> [Your assignment]: Please output exactly the lines that run from the line with "the owl's eye" through the final line of the data, inclusive, and nothing more.

> [Material for this exercise]:
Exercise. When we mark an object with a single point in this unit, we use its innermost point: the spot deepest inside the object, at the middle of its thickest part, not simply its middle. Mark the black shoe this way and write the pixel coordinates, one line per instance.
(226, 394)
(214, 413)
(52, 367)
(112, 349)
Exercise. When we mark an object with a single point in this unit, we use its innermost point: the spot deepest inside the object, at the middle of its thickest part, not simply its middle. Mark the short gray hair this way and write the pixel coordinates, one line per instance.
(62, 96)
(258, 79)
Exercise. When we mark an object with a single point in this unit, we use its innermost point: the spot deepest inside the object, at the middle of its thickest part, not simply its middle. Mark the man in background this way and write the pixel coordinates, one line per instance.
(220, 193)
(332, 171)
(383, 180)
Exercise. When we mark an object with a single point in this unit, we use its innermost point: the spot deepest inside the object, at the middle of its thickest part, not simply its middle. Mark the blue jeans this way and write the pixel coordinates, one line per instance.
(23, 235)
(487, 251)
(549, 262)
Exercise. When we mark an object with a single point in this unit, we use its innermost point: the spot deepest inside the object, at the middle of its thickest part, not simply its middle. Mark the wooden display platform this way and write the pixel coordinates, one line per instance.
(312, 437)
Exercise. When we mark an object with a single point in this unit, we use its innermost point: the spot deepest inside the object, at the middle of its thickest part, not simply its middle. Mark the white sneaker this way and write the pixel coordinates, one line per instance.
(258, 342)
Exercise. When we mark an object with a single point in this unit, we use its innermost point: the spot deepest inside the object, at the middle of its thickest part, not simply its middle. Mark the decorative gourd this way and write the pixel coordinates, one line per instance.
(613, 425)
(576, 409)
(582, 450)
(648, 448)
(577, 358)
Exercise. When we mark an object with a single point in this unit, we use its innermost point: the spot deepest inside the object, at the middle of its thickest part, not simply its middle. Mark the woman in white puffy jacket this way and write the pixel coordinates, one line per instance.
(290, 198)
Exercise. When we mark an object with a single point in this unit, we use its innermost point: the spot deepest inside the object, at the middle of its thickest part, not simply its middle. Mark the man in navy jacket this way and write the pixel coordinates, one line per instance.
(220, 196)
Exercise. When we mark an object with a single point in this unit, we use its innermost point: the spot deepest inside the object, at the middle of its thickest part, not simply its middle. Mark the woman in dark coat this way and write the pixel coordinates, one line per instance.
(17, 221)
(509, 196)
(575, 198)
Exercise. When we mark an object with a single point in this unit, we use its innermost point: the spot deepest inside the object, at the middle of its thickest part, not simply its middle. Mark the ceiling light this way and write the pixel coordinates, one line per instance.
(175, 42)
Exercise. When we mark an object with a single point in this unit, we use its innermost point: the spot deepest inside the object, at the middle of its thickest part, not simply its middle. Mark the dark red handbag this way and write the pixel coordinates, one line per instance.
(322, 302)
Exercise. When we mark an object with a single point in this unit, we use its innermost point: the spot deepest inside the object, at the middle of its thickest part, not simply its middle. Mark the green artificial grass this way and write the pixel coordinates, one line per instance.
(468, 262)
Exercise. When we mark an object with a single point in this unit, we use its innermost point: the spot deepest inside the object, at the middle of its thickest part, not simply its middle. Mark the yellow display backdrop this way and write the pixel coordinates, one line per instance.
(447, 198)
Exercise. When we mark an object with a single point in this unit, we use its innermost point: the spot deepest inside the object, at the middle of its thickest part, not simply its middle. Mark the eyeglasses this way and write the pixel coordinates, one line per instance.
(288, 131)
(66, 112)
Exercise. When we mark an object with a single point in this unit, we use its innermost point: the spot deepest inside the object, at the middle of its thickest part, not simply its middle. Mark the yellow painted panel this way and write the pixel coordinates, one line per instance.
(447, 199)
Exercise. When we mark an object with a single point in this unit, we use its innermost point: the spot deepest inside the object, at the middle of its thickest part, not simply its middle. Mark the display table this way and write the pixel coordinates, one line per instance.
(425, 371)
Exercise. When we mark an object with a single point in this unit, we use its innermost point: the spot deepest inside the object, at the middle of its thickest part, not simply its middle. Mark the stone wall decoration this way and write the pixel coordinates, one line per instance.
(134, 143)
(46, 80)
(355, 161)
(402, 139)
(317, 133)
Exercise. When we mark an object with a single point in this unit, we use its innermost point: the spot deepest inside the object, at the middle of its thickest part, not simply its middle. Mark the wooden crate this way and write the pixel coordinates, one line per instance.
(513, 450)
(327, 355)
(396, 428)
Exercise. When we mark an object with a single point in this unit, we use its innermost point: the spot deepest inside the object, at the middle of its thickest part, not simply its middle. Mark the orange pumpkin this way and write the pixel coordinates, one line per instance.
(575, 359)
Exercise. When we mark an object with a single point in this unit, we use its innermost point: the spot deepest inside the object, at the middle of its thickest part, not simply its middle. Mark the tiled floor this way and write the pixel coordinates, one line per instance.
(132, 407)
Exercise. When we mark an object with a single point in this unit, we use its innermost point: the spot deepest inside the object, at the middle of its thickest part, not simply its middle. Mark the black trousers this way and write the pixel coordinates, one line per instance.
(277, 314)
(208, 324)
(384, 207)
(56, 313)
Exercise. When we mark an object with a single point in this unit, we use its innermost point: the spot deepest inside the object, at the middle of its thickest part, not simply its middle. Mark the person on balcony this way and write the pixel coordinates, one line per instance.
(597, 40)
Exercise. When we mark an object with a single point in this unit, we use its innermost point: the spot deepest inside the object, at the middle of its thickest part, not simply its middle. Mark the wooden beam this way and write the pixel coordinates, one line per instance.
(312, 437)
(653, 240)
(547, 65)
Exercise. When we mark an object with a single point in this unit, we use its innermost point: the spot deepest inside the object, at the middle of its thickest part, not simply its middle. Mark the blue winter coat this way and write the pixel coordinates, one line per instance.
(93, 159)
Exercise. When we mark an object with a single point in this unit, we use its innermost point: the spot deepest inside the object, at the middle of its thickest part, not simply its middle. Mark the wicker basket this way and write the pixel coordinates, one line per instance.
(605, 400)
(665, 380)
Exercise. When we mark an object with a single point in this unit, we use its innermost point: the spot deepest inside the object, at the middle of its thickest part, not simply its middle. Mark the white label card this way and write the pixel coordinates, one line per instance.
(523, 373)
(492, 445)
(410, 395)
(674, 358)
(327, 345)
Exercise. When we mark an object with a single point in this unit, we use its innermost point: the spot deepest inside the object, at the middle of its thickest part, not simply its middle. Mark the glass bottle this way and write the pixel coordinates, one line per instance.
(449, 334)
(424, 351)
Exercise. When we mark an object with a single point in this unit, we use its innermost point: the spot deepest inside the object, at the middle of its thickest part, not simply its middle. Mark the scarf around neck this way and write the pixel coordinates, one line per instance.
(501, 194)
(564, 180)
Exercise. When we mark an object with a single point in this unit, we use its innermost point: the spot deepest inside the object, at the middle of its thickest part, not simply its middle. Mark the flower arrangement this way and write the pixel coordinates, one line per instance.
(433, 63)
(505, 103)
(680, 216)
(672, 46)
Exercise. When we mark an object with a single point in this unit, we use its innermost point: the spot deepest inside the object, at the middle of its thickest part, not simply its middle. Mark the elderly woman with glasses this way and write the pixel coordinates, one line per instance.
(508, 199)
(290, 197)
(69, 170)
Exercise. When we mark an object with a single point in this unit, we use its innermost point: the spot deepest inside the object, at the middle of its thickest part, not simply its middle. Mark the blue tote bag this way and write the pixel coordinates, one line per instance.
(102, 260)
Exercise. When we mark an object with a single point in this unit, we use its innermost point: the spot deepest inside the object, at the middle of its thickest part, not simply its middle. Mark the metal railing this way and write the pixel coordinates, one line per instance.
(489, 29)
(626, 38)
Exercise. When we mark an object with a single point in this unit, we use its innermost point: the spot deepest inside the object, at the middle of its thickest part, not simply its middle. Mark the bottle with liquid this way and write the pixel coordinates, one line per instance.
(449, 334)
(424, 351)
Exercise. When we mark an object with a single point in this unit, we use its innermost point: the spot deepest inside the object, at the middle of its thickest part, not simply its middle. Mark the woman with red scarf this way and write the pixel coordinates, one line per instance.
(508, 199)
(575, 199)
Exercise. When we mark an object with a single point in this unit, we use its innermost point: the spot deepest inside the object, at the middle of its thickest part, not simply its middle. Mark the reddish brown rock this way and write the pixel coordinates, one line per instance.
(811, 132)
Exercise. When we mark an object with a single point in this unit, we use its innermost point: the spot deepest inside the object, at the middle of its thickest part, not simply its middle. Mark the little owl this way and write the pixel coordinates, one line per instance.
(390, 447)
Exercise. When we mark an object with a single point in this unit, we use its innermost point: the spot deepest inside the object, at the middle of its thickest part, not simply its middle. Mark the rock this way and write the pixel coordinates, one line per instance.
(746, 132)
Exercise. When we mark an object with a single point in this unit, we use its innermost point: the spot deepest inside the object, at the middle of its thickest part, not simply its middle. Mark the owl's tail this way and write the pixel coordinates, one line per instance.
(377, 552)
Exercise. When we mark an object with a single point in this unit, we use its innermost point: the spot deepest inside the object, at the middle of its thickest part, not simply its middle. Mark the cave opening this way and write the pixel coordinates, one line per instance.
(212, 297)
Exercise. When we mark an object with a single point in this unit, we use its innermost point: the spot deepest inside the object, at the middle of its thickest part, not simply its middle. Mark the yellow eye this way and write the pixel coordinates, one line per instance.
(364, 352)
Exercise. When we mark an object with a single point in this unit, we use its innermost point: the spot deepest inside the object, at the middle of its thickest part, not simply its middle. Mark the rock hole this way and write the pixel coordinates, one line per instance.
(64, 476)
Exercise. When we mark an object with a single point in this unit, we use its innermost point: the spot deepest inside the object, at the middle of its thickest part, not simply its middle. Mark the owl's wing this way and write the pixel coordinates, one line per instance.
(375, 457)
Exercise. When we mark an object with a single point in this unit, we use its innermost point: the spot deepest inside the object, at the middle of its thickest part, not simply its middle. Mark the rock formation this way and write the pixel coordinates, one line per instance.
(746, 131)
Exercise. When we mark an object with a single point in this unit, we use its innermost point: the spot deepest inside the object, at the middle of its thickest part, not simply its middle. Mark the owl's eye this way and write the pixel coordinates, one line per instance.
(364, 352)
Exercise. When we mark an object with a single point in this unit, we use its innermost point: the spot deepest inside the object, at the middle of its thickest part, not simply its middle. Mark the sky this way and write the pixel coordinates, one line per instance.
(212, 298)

> [Expected output]:
Exercise. When we mark an object with a single point in this unit, we use its innermost point: the spot deepest inside the object, at the middle of its thickest part, not simply its middle. Mark the owl's eye this way and write the pixel coordinates, one line per instance.
(364, 352)
Exercise. When we mark an object with a single point in this unit, we use its innermost point: the spot deepest inside the object, at the middle of its thickest part, not simply its middle. Mark the sky this way and write the pixel coordinates, one line per instance.
(212, 298)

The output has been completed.